**Инструкции к заданиям:**
- A) Ответьте на вопросы по отрывку о Тёмэе и «Исэ моногатари»:
(i) В чем, согласно словам Н. И. Конрада, истинные причины отвращения Тёмэя от мира?
(ii) Был ли Тёмэй религиозным мыслителем или светским писателем?
(iii) В каком отрывке «Исэ моногатари» находятся приведенные стихи?
- B) Допишите, пожалуйста, следующую часть отрывка о Тёмэе и «Исэ моногатари», начиная сразу после его последней фразы.

В эпоху «Исэ моногатари» литература светская и духовная были отделены друг от друга. Во времена бурь и потрясений, когда жил Тёмэй, это положение сохранялось, правда, границы были уже сильно размыты. «Истинные причины отвращения Тёмэя от мира, – писал Н. И. Конрад, – не столько в каком-нибудь реальном факте его личной жизни, сколько в общем состоянии эпохи». Тёмэй не был религиозным мыслителем, он был верующим буддистом, но светским писателем; он обращается к канонам буддизма, однако и они не утишают его сомнений: у него нет утешителя. Между тем у героя «Исэ моногатари» нет собеседника(ср. стихи в отрывке 124:
Так и оставлю,
никому не сказав,
свои думы!
Ведь нет никого,
кто был бы со мною...
).

**Исходные строки:**
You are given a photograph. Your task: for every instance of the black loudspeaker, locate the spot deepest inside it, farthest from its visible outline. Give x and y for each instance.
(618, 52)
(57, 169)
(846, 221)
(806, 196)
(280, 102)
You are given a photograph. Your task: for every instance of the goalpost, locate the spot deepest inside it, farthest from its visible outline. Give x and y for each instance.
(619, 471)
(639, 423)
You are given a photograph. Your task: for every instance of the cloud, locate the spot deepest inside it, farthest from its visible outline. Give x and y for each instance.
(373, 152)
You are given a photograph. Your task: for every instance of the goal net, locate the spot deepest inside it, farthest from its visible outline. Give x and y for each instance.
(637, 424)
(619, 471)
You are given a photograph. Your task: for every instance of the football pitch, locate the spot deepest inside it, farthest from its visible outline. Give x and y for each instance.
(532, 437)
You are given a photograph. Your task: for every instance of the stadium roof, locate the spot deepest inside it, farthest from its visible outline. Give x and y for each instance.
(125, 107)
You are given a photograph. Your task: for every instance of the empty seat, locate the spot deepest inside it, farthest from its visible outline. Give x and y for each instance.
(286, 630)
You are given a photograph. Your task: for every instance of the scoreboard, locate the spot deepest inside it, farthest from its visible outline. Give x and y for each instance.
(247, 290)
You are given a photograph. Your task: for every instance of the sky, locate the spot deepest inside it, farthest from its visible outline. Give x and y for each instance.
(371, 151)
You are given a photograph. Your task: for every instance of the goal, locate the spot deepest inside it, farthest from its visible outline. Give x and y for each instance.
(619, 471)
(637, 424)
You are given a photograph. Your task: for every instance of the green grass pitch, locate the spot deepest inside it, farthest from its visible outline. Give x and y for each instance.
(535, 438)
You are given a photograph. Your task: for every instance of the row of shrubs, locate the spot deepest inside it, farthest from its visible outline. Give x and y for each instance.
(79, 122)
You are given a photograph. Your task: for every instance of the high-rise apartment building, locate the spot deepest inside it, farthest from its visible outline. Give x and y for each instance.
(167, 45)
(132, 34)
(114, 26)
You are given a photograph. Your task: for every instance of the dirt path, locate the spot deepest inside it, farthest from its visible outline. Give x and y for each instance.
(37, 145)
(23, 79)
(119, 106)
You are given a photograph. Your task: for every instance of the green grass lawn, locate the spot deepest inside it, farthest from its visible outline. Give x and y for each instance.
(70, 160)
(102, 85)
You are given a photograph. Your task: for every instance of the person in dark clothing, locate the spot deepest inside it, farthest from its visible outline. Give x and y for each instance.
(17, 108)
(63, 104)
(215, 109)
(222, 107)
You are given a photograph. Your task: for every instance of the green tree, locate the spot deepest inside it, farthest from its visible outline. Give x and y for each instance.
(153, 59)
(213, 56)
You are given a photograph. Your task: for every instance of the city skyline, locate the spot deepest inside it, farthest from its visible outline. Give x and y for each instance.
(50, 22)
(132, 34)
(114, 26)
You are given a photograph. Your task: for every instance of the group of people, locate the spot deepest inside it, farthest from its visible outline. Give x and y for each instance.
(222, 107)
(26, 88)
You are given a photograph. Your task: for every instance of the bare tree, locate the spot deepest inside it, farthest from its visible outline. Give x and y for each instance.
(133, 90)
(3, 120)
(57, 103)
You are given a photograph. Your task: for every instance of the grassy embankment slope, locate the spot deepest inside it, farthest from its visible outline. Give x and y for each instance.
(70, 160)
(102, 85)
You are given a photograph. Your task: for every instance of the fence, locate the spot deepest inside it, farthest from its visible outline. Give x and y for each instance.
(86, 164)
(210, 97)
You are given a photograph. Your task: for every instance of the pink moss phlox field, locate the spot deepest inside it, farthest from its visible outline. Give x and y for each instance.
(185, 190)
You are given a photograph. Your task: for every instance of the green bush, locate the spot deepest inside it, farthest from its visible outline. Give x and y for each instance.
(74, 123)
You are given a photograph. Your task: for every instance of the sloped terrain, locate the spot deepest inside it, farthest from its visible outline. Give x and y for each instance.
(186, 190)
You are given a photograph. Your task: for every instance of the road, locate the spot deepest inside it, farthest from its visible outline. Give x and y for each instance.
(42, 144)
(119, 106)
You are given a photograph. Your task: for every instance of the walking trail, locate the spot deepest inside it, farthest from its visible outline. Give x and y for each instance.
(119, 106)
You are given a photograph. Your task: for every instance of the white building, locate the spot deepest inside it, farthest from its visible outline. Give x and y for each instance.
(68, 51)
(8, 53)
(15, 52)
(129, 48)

**Ответы по заданиям:**
- A)
(i) Не столько в каком-нибудь реальном факте его личной жизни, сколько в общем состоянии эпохи.
(ii) Он не был религиозным мыслителем: он был верующим буддистом, но светским писателем.
(iii) В отрывке 124.

- B)
Герой (и предполагаемый автор) «Исэ», испытав жизненную драму, еще не ведал трагических коллизий, хотя мы – если попытаемся взглянуть из конца эпохи Хэйан в ее начало – в силах угадать первые отсветы еще далеких молний. Безупречный кавалер, благородный придворный, глубоко чувствующий поэт конца IX в. – и спустя два с лишним века отрешенный в спокойном отчаянии средневековый литератор, так и не могущий в конце концов отречься от красоты видимого мира. История теснейшим образом связала двух людей, две книги и по духовному родству, и по противоположности. Н. И. Конрад отмечал, что история японского народа являет пример последовательного, непрерывного развития; это относится и к его литературе. Изменения накапливались постепенно, исподволь. Пристальный взгляд на книги, созданные в начале и в конце одной литературной эпохи, открывает и перед историком литературы, и перед заинтересованным читателем не только богатство движения, но и те «большие линии», о которых с такой вдохновенной определенностью писал Н И. Конрад.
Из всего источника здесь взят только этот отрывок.